- [Teks yang Ditampilkan]:

============

Senin, 07 Maret 2016

MERENUNGKAN JAWA




cara terbaik untuk menghilangkan rasa
sakit adalah dengan cara membaca buku
dan melakukan perjalanan.
- merah naga


hari menjelang sore. warna kaca memantulkan gelap dan bau lampu-lampu. udara yang mendingin. suara-suara anak kecil bercampur dengan deru knalpot. angin menyentuh ranting dan dedaunan. lumut dan tumbuhan parasit melilit batang pohon. dunia tiba-tiba begitu hening. walau kekacauan menyelimuti duniaku yang paling dalam.

sore atau malam ini, aku ingin berbicara sedikit tentang Jawa. bukan tentang diriku yang hari ini kehabisan uang dan ditagih oleh ibu kos untuk segera membayar tunggakan. aku ingin bercerita tentang Jawa walau hanya sebentar. seolah-olah, kisah tentang Jawa mampu menghibur diriku yang lelah ini.

Jawa, bagiku kini adalah semacam tanah yang semakin asing. seolah-olah aku bukan hidup dari tanah ini. bagaimana tidak, aku nyaris tak begitu mengenal tanah ini dari pada mereka yang dulu menjajahnya. 
beberapa hari yang lalu, aku tak sengaja bertemu kembali dengan pagelaran wayang kulit di dekat tugu Jogja atau jalan Margo Utomo. hampir setahun di sini aku tak pernah menyaksikan kesenian wayang kulit. tiba-tiba, ketika melintas dan menemukannya, perasaanku begitu rindu dengan masa kanak-kanak dulu. tapi tak seperti dulu. kini, pertemuanku dengan wayang kulit menghasilkan perasaan yang campur aduk. antara diriku yang sekarang dan masa lalu yang jauh.

============

Catatan dari sebuah dataset
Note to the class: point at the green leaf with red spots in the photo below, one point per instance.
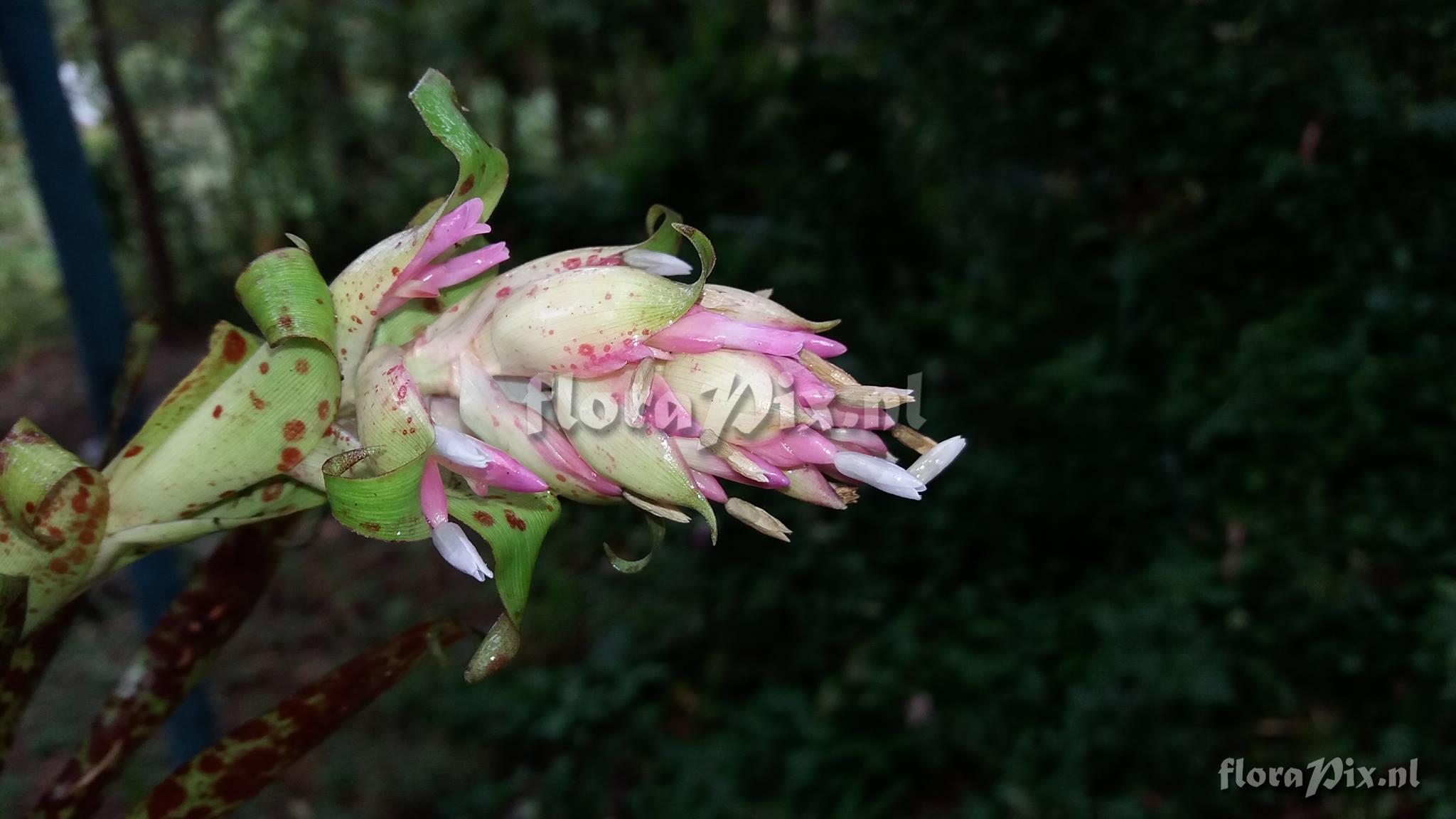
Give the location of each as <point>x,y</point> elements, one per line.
<point>284,294</point>
<point>382,506</point>
<point>248,413</point>
<point>360,289</point>
<point>12,614</point>
<point>175,656</point>
<point>514,527</point>
<point>233,770</point>
<point>376,490</point>
<point>226,352</point>
<point>53,518</point>
<point>28,665</point>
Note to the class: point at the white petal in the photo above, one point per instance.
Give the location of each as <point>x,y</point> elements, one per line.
<point>459,448</point>
<point>459,551</point>
<point>880,474</point>
<point>932,462</point>
<point>655,262</point>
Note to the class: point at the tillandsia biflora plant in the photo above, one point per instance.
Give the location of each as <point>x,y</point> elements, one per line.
<point>417,395</point>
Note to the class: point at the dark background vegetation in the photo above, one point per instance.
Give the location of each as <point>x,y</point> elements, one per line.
<point>1179,272</point>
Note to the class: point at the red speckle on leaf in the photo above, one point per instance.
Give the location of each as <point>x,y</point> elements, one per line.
<point>257,763</point>
<point>251,732</point>
<point>233,346</point>
<point>289,458</point>
<point>236,788</point>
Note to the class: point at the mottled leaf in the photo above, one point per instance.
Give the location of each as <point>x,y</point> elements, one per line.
<point>248,413</point>
<point>12,616</point>
<point>175,656</point>
<point>233,770</point>
<point>53,518</point>
<point>514,527</point>
<point>28,665</point>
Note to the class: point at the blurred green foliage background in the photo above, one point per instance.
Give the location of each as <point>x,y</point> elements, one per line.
<point>1179,272</point>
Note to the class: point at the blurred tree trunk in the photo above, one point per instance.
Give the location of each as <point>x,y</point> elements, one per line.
<point>139,169</point>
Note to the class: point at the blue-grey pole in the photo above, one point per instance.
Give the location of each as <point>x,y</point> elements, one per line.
<point>98,312</point>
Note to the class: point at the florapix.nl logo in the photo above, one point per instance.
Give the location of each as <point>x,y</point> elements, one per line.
<point>1328,774</point>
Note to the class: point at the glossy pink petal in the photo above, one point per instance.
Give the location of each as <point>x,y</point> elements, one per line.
<point>808,390</point>
<point>424,279</point>
<point>557,451</point>
<point>433,494</point>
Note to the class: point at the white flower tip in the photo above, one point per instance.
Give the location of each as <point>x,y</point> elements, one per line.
<point>932,462</point>
<point>459,551</point>
<point>657,262</point>
<point>459,448</point>
<point>880,474</point>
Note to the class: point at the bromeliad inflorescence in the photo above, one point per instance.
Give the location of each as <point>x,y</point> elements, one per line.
<point>418,395</point>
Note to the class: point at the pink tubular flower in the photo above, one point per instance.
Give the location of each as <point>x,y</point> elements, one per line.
<point>424,277</point>
<point>597,376</point>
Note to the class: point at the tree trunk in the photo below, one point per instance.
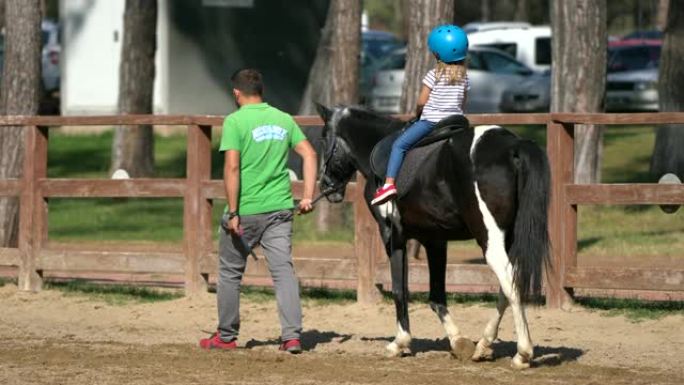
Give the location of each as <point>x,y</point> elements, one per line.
<point>133,146</point>
<point>19,95</point>
<point>334,78</point>
<point>423,16</point>
<point>668,154</point>
<point>579,73</point>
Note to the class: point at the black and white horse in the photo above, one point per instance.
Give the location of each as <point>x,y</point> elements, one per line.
<point>484,183</point>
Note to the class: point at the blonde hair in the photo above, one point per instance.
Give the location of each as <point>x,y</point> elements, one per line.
<point>454,72</point>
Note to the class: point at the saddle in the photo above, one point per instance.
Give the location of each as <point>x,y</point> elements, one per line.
<point>445,129</point>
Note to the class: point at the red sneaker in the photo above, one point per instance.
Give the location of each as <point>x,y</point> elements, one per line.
<point>214,342</point>
<point>384,194</point>
<point>293,346</point>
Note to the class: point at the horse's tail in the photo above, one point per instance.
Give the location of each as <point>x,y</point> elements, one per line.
<point>529,251</point>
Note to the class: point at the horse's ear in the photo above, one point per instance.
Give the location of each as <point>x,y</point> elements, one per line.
<point>323,111</point>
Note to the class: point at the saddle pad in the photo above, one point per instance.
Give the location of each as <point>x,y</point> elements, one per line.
<point>409,168</point>
<point>381,152</point>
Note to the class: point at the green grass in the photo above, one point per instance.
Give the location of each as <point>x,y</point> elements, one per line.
<point>634,310</point>
<point>114,294</point>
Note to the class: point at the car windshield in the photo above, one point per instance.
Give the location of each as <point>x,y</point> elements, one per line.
<point>509,48</point>
<point>543,50</point>
<point>633,58</point>
<point>502,64</point>
<point>395,61</point>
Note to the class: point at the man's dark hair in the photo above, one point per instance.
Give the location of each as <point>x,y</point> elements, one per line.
<point>248,81</point>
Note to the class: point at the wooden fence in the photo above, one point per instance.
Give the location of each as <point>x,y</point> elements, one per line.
<point>368,268</point>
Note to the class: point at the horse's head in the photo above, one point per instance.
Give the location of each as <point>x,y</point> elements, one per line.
<point>338,165</point>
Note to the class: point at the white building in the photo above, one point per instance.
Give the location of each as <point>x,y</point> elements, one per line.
<point>200,43</point>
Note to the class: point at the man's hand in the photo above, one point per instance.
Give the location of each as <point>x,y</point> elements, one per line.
<point>232,225</point>
<point>305,206</point>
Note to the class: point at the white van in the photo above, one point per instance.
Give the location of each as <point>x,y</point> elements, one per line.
<point>530,45</point>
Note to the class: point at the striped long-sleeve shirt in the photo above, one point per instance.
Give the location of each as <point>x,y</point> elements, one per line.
<point>444,99</point>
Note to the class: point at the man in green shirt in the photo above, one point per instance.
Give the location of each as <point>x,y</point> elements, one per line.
<point>256,141</point>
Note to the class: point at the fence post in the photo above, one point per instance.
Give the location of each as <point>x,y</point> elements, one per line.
<point>365,230</point>
<point>196,208</point>
<point>32,208</point>
<point>562,216</point>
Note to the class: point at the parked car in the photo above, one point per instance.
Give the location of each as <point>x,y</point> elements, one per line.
<point>478,26</point>
<point>530,45</point>
<point>632,79</point>
<point>531,95</point>
<point>646,34</point>
<point>490,71</point>
<point>375,46</point>
<point>50,56</point>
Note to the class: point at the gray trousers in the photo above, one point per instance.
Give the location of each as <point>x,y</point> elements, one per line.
<point>273,231</point>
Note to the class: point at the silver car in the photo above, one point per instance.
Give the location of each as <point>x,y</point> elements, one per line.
<point>491,73</point>
<point>632,80</point>
<point>50,56</point>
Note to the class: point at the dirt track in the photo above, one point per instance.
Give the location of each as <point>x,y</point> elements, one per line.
<point>49,338</point>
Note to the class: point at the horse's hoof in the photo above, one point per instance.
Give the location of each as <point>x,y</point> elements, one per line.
<point>462,349</point>
<point>393,350</point>
<point>519,362</point>
<point>483,351</point>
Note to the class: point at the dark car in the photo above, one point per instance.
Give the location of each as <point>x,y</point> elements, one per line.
<point>375,46</point>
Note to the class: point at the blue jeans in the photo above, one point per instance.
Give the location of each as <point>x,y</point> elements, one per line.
<point>404,142</point>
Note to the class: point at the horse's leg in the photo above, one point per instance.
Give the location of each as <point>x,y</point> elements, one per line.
<point>436,255</point>
<point>399,270</point>
<point>497,259</point>
<point>483,349</point>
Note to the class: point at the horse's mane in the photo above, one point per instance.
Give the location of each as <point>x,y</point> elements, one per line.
<point>358,116</point>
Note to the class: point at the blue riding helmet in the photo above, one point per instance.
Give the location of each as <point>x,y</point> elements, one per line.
<point>448,43</point>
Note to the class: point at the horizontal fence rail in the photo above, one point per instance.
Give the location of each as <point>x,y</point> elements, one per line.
<point>366,268</point>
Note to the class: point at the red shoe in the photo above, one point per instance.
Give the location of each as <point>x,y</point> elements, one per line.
<point>384,194</point>
<point>214,342</point>
<point>293,346</point>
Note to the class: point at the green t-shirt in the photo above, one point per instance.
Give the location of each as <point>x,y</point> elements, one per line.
<point>264,136</point>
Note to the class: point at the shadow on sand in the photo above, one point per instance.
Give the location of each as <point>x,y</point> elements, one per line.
<point>544,355</point>
<point>310,339</point>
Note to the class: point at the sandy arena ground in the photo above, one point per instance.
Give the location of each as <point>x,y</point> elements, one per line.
<point>52,338</point>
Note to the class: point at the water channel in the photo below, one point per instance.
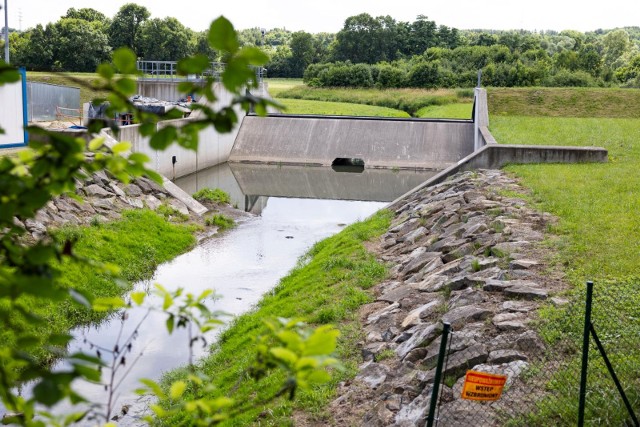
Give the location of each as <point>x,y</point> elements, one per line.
<point>291,208</point>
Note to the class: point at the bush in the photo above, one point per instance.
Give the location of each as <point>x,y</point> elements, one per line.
<point>389,76</point>
<point>425,74</point>
<point>221,221</point>
<point>571,78</point>
<point>215,195</point>
<point>347,75</point>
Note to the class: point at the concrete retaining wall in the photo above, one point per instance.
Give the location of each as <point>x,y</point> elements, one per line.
<point>13,113</point>
<point>495,156</point>
<point>213,147</point>
<point>159,89</point>
<point>380,142</point>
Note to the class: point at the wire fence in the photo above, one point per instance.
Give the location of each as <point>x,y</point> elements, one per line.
<point>44,100</point>
<point>538,380</point>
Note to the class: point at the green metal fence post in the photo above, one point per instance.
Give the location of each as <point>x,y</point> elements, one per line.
<point>438,377</point>
<point>585,354</point>
<point>612,372</point>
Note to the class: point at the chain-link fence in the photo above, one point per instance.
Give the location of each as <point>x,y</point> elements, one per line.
<point>45,101</point>
<point>536,378</point>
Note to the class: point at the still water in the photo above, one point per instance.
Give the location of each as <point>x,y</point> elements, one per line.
<point>291,209</point>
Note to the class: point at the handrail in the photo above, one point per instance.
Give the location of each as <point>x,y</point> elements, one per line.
<point>168,70</point>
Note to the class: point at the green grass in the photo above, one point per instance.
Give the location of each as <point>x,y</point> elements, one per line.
<point>327,286</point>
<point>80,80</point>
<point>448,111</point>
<point>597,203</point>
<point>301,106</point>
<point>408,100</point>
<point>137,244</point>
<point>564,102</point>
<point>599,235</point>
<point>276,86</point>
<point>221,221</point>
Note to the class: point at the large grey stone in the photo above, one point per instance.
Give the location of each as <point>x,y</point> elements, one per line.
<point>460,316</point>
<point>415,316</point>
<point>179,206</point>
<point>415,413</point>
<point>496,285</point>
<point>526,292</point>
<point>508,248</point>
<point>413,236</point>
<point>152,202</point>
<point>104,204</point>
<point>505,356</point>
<point>522,264</point>
<point>95,190</point>
<point>133,190</point>
<point>422,336</point>
<point>420,261</point>
<point>396,294</point>
<point>117,190</point>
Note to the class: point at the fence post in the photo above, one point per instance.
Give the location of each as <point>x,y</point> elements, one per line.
<point>585,354</point>
<point>436,380</point>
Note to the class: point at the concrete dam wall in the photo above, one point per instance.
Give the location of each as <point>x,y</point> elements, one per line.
<point>379,142</point>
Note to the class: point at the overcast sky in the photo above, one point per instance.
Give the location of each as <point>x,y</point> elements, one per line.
<point>329,15</point>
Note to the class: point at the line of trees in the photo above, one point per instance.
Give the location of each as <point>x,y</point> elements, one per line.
<point>368,51</point>
<point>84,38</point>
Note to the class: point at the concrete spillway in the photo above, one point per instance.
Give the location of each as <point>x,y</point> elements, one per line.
<point>380,142</point>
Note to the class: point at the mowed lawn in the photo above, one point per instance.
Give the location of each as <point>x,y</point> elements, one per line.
<point>598,204</point>
<point>303,106</point>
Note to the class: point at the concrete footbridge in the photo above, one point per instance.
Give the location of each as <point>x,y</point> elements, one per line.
<point>446,146</point>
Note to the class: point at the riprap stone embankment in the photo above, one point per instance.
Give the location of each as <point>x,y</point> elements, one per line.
<point>468,253</point>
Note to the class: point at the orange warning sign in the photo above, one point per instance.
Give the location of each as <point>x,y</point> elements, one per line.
<point>483,386</point>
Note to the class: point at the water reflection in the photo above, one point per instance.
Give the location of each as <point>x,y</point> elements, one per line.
<point>247,183</point>
<point>297,207</point>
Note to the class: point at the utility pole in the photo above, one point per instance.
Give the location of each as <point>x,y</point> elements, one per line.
<point>6,33</point>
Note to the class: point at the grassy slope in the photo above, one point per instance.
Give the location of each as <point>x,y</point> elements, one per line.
<point>596,202</point>
<point>80,80</point>
<point>137,243</point>
<point>565,102</point>
<point>448,111</point>
<point>408,100</point>
<point>327,286</point>
<point>600,231</point>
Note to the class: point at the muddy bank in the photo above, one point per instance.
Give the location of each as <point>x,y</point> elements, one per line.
<point>464,252</point>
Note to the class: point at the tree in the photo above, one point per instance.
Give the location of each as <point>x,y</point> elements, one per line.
<point>88,14</point>
<point>423,35</point>
<point>616,44</point>
<point>79,45</point>
<point>362,39</point>
<point>166,40</point>
<point>38,52</point>
<point>124,30</point>
<point>52,167</point>
<point>302,52</point>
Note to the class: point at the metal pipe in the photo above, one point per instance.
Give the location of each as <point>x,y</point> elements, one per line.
<point>612,372</point>
<point>6,32</point>
<point>438,374</point>
<point>585,355</point>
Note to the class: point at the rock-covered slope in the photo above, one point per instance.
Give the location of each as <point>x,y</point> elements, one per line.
<point>465,253</point>
<point>101,198</point>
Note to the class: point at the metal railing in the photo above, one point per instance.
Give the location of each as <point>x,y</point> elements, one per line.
<point>168,71</point>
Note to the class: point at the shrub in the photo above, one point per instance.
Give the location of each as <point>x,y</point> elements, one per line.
<point>571,78</point>
<point>215,195</point>
<point>221,221</point>
<point>389,76</point>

============

- [Kumpulan Latihan]:
1. Menurut renungan tentang Jawa, di mana pagelaran wayang kulit itu dijumpai kembali beberapa hari yang lalu?
2. Teruskan renungan tentang Jawa mulai dari kalimat terakhirnya.

- [Daftar Jawaban]:
1. Di dekat tugu Jogja atau jalan Margo Utomo.

2.
saat melihat wayang kulit, yang aku dapati adalah sosok-sosok masa lalu. para orang tua yang wajahnya seolah berada di abad yang telah lewat. dan, suara dalang pun nyaris tak lagi aku mengerti. kemampuanku dalam berbahasa jawa kuno pun nyaris hilang. tiba-tiba wayang kulit pun menjadi semakin asing bagiku. bahkan, seluruh peralatan yang dipakai dalam pementasan pun aku banyak lupa. perlu buku The History of Java karya Raffles hanya untuk sekedar mengingatnya. ini sungguh menyedihkan. 

dalam artian tertentu, kadang, aku merasa para orang asing yang menulis Jawa itulah yang seorang Jawa yang sebenarnya. mereka lebih mengenal Jawa dari pada diriku sendiri.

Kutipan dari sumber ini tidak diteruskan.